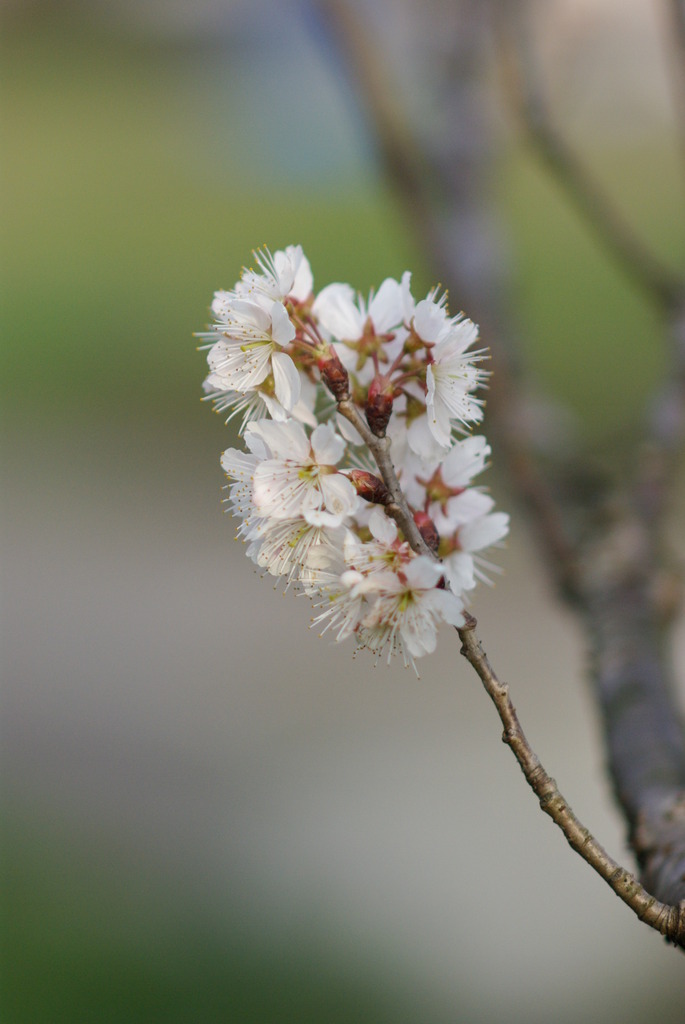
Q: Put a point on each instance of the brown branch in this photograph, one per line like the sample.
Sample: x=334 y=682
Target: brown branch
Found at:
x=422 y=187
x=670 y=921
x=519 y=67
x=656 y=814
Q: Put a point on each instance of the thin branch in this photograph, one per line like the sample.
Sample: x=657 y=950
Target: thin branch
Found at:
x=421 y=186
x=584 y=193
x=670 y=921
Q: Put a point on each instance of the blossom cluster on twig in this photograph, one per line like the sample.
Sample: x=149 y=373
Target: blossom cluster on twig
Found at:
x=326 y=384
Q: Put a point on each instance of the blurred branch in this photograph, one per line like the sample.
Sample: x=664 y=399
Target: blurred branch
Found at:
x=611 y=567
x=423 y=186
x=670 y=921
x=594 y=206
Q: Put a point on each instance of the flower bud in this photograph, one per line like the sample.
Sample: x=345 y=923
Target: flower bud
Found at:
x=379 y=403
x=334 y=374
x=369 y=486
x=427 y=530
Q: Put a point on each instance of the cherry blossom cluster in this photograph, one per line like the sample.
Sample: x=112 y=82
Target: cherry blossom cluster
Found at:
x=355 y=480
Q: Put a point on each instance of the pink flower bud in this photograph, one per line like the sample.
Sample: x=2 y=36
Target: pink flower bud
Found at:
x=334 y=374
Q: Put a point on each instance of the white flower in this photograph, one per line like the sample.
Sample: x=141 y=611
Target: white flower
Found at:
x=299 y=476
x=466 y=563
x=344 y=314
x=450 y=380
x=286 y=274
x=288 y=545
x=261 y=403
x=247 y=349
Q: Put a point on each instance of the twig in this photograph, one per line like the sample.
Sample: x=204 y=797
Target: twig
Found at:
x=584 y=193
x=421 y=186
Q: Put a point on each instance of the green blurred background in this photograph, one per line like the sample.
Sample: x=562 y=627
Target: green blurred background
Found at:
x=210 y=814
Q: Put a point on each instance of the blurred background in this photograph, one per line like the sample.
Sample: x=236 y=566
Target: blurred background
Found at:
x=209 y=813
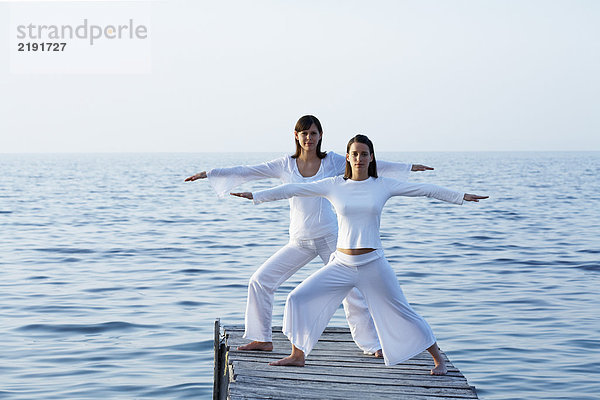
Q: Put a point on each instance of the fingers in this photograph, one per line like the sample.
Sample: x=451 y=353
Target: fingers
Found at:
x=474 y=197
x=245 y=195
x=420 y=167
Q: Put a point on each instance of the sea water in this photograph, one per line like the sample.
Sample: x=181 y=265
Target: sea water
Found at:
x=113 y=270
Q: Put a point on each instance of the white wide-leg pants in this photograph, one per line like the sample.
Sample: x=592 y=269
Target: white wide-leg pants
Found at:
x=403 y=333
x=277 y=269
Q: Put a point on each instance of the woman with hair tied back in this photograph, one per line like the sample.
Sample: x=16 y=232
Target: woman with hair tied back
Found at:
x=313 y=231
x=358 y=198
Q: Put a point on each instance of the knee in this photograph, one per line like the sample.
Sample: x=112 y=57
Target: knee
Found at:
x=294 y=297
x=258 y=282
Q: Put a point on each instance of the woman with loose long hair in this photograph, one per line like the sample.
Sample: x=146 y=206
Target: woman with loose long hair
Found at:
x=358 y=263
x=313 y=231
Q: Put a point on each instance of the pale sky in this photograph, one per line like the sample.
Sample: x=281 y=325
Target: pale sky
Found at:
x=441 y=75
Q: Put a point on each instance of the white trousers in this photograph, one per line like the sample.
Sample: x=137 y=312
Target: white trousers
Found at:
x=278 y=268
x=403 y=333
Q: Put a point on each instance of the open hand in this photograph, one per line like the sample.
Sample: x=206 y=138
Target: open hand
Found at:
x=245 y=195
x=473 y=197
x=420 y=167
x=199 y=175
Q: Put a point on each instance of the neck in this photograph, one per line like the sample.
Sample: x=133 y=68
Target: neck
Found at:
x=360 y=175
x=307 y=156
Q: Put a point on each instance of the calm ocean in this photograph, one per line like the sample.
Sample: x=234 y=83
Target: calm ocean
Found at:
x=113 y=270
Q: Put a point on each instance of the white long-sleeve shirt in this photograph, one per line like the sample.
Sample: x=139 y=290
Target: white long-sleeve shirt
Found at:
x=358 y=204
x=310 y=217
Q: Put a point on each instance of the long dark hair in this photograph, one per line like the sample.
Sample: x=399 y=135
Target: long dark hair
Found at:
x=372 y=165
x=303 y=124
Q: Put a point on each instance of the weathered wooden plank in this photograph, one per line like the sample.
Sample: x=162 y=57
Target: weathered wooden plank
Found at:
x=366 y=360
x=299 y=385
x=367 y=369
x=316 y=376
x=269 y=392
x=336 y=369
x=328 y=375
x=347 y=371
x=331 y=348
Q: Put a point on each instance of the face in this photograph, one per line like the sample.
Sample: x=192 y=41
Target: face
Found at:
x=309 y=138
x=359 y=156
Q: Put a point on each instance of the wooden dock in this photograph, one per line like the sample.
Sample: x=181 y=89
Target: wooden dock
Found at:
x=335 y=369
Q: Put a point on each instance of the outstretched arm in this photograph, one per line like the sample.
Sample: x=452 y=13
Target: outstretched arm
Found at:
x=319 y=188
x=473 y=197
x=223 y=180
x=420 y=167
x=398 y=188
x=199 y=175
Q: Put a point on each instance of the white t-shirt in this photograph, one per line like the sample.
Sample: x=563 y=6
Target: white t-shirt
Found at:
x=310 y=217
x=358 y=204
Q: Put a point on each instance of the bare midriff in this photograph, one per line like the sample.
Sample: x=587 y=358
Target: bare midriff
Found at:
x=355 y=252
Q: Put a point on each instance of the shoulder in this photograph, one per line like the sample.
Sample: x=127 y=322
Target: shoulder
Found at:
x=386 y=181
x=284 y=161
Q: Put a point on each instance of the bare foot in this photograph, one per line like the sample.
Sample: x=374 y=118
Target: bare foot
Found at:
x=439 y=369
x=258 y=346
x=292 y=361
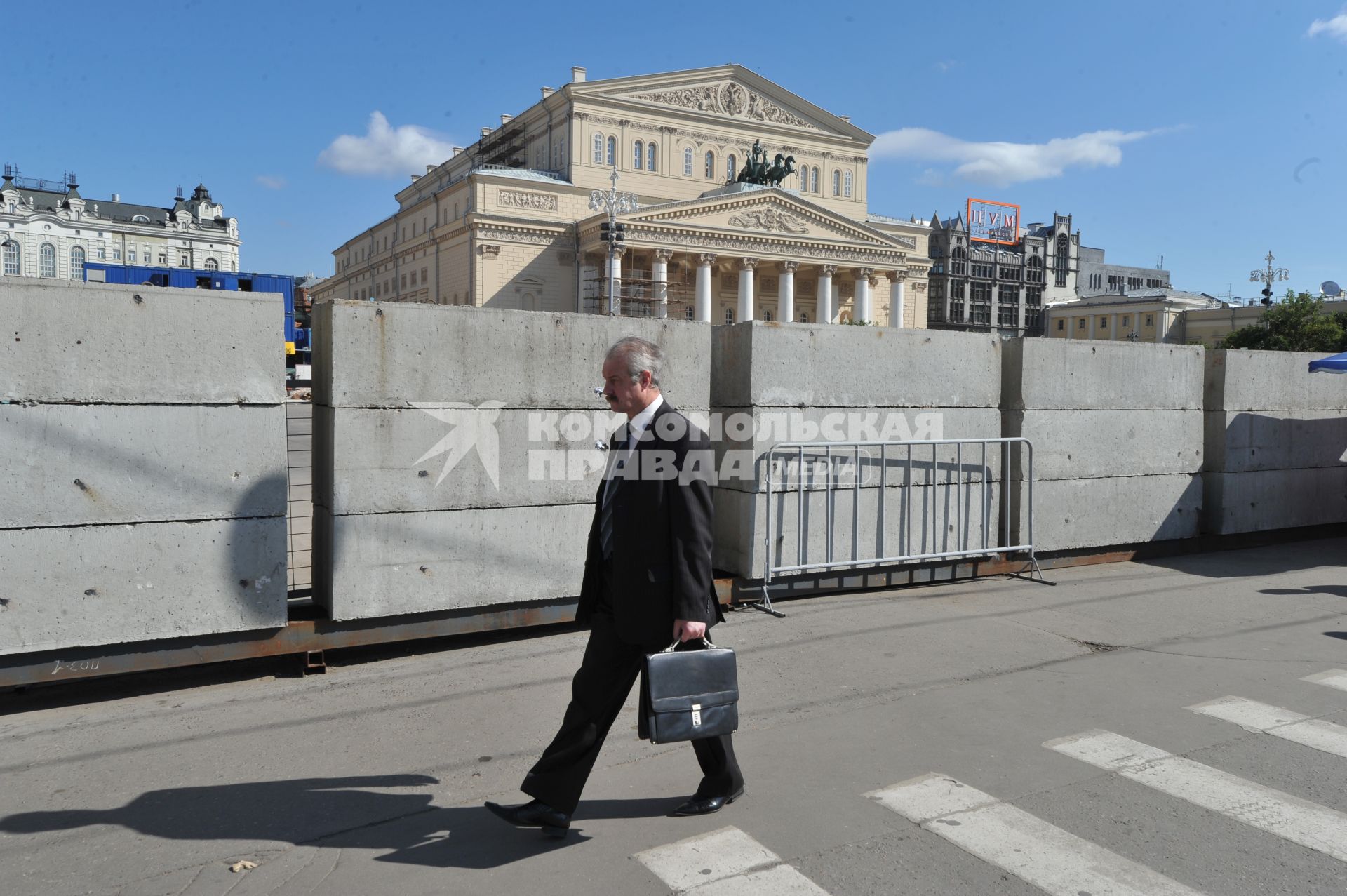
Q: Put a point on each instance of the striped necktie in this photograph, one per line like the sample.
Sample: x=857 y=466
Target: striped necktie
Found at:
x=605 y=515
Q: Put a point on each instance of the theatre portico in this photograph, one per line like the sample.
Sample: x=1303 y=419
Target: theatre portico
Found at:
x=508 y=222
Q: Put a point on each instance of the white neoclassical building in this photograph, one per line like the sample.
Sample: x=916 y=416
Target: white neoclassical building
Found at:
x=507 y=221
x=48 y=229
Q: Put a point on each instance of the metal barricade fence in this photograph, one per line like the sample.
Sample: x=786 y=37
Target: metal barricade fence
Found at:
x=943 y=528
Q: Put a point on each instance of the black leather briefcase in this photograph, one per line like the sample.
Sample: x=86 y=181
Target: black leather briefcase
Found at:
x=690 y=694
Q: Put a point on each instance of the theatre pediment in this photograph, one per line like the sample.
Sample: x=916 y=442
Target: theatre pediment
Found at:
x=767 y=213
x=732 y=92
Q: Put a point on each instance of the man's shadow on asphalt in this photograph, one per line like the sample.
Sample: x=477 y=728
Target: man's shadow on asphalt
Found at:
x=336 y=813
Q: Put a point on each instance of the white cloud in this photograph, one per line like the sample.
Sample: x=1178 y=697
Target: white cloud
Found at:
x=1335 y=27
x=386 y=152
x=1001 y=163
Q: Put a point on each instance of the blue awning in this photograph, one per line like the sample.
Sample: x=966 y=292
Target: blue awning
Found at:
x=1332 y=364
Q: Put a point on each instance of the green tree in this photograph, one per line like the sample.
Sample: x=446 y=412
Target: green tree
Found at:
x=1296 y=323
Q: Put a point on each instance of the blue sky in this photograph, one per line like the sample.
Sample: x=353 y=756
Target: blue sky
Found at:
x=1206 y=133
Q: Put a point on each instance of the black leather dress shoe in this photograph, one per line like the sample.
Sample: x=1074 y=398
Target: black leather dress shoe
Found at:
x=534 y=814
x=706 y=805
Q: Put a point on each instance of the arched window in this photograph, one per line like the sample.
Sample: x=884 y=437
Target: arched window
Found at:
x=1063 y=260
x=11 y=258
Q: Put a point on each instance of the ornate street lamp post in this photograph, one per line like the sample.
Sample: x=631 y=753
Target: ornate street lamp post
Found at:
x=1268 y=276
x=615 y=203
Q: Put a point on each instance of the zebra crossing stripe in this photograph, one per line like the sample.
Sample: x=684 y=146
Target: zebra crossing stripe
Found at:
x=725 y=862
x=1332 y=678
x=1052 y=860
x=1279 y=723
x=1271 y=810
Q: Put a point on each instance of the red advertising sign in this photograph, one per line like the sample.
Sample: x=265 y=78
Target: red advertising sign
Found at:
x=993 y=221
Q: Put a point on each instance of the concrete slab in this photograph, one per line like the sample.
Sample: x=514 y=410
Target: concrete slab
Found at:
x=100 y=342
x=395 y=354
x=771 y=366
x=1241 y=441
x=1070 y=373
x=1250 y=380
x=1260 y=500
x=392 y=563
x=1099 y=512
x=1080 y=445
x=115 y=584
x=72 y=465
x=391 y=460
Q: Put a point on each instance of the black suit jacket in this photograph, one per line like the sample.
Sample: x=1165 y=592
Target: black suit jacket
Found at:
x=662 y=535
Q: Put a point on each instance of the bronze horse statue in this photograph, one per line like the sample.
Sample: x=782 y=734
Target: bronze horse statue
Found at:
x=779 y=171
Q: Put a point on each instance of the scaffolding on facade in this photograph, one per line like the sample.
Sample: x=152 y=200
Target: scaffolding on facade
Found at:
x=636 y=294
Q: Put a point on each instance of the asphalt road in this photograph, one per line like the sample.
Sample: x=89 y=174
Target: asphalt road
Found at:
x=982 y=737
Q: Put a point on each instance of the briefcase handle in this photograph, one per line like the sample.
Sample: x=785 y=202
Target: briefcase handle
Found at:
x=674 y=646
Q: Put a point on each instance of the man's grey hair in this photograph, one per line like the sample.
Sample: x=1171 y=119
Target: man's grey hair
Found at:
x=638 y=354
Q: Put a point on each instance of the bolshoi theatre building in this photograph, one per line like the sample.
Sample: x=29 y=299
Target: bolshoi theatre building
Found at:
x=512 y=221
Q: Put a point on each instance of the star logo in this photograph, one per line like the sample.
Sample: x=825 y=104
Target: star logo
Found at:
x=471 y=427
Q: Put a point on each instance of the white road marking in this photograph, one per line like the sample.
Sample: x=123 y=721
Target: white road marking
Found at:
x=1263 y=808
x=725 y=862
x=1279 y=723
x=1052 y=860
x=1332 y=678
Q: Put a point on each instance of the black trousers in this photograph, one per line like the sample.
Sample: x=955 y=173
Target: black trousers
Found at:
x=598 y=690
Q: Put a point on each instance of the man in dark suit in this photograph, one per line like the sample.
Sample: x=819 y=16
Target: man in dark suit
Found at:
x=647 y=584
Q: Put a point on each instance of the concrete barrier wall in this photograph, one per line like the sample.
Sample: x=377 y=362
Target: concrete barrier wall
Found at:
x=1117 y=437
x=455 y=461
x=1276 y=437
x=798 y=382
x=143 y=495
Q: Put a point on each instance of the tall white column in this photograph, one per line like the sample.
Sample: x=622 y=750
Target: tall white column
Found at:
x=896 y=297
x=745 y=312
x=786 y=306
x=825 y=305
x=660 y=274
x=862 y=295
x=704 y=287
x=615 y=305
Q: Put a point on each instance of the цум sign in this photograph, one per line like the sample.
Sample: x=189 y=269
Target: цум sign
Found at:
x=993 y=221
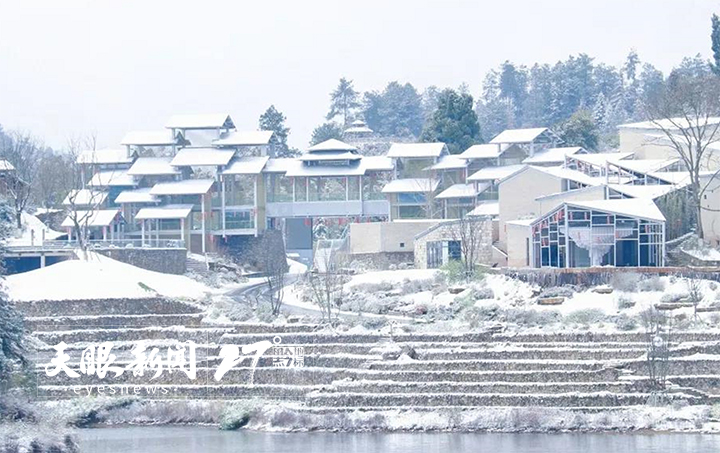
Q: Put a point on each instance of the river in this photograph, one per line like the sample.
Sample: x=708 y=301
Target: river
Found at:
x=193 y=439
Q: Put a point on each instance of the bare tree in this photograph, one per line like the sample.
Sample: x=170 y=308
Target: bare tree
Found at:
x=686 y=112
x=270 y=254
x=81 y=203
x=469 y=232
x=22 y=151
x=326 y=282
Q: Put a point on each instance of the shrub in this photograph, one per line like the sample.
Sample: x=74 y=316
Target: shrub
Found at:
x=625 y=281
x=624 y=302
x=653 y=283
x=585 y=316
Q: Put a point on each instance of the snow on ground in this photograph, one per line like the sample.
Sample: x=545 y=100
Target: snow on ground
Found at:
x=99 y=278
x=32 y=232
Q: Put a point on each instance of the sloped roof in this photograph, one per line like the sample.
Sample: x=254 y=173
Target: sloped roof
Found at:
x=153 y=166
x=136 y=196
x=197 y=157
x=417 y=150
x=331 y=145
x=104 y=156
x=168 y=212
x=411 y=185
x=484 y=151
x=553 y=155
x=489 y=208
x=111 y=178
x=632 y=207
x=200 y=121
x=460 y=191
x=650 y=191
x=495 y=173
x=448 y=162
x=85 y=197
x=149 y=138
x=185 y=187
x=246 y=165
x=519 y=135
x=243 y=138
x=97 y=218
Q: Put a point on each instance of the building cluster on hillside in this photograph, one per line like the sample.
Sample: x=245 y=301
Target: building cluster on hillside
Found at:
x=537 y=203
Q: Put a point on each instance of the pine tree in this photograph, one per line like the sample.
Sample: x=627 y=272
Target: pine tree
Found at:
x=454 y=122
x=274 y=120
x=326 y=131
x=343 y=101
x=715 y=44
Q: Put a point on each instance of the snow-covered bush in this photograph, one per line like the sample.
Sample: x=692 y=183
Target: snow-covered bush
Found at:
x=585 y=317
x=651 y=283
x=625 y=281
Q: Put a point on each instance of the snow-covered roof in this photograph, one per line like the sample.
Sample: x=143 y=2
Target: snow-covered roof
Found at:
x=519 y=135
x=377 y=163
x=484 y=151
x=642 y=208
x=202 y=121
x=197 y=157
x=85 y=197
x=331 y=145
x=299 y=169
x=246 y=165
x=185 y=187
x=489 y=208
x=149 y=138
x=571 y=175
x=168 y=212
x=599 y=159
x=411 y=185
x=670 y=123
x=243 y=138
x=651 y=191
x=643 y=166
x=329 y=155
x=279 y=164
x=104 y=156
x=417 y=150
x=136 y=196
x=97 y=218
x=448 y=162
x=553 y=155
x=111 y=178
x=153 y=166
x=495 y=173
x=459 y=191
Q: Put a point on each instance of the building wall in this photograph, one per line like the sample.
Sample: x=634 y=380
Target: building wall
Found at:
x=517 y=195
x=444 y=232
x=517 y=245
x=386 y=237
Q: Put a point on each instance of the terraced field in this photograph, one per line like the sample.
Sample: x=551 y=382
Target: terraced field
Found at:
x=369 y=371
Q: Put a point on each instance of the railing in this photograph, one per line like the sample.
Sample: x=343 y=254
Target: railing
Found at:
x=99 y=244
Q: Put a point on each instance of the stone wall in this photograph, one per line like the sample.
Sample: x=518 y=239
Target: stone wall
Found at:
x=446 y=232
x=168 y=261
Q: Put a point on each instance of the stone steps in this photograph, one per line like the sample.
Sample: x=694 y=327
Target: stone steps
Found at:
x=599 y=399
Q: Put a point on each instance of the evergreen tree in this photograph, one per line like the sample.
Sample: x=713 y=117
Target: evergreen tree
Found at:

Problem to work on -
Recast as a JSON list of strings everything from the line containing "Q: Put a point on each instance of the sloped" down to the line containing "x=537 y=203", both included, with one string per line and blank lines left out.

Answer for the task -
[
  "Q: Put a point on each instance of the sloped roof in this photograph, one per line like the sample.",
  "Sample: x=254 y=173",
  "Target: sloped roof",
  "Found at:",
  "x=153 y=166",
  "x=136 y=196",
  "x=197 y=157",
  "x=417 y=150",
  "x=331 y=145",
  "x=104 y=156",
  "x=168 y=212",
  "x=411 y=185",
  "x=484 y=151",
  "x=553 y=155",
  "x=489 y=208",
  "x=111 y=178",
  "x=632 y=207",
  "x=200 y=121",
  "x=460 y=191",
  "x=650 y=191",
  "x=495 y=173",
  "x=448 y=162",
  "x=85 y=197",
  "x=149 y=138",
  "x=185 y=187",
  "x=246 y=165",
  "x=519 y=135",
  "x=243 y=138",
  "x=97 y=218",
  "Q: Put a point on each instance of the building cluster on hillside in this photograph, one per line like the sample.",
  "Sample: x=245 y=301",
  "Target: building cluster on hillside",
  "Found at:",
  "x=537 y=203"
]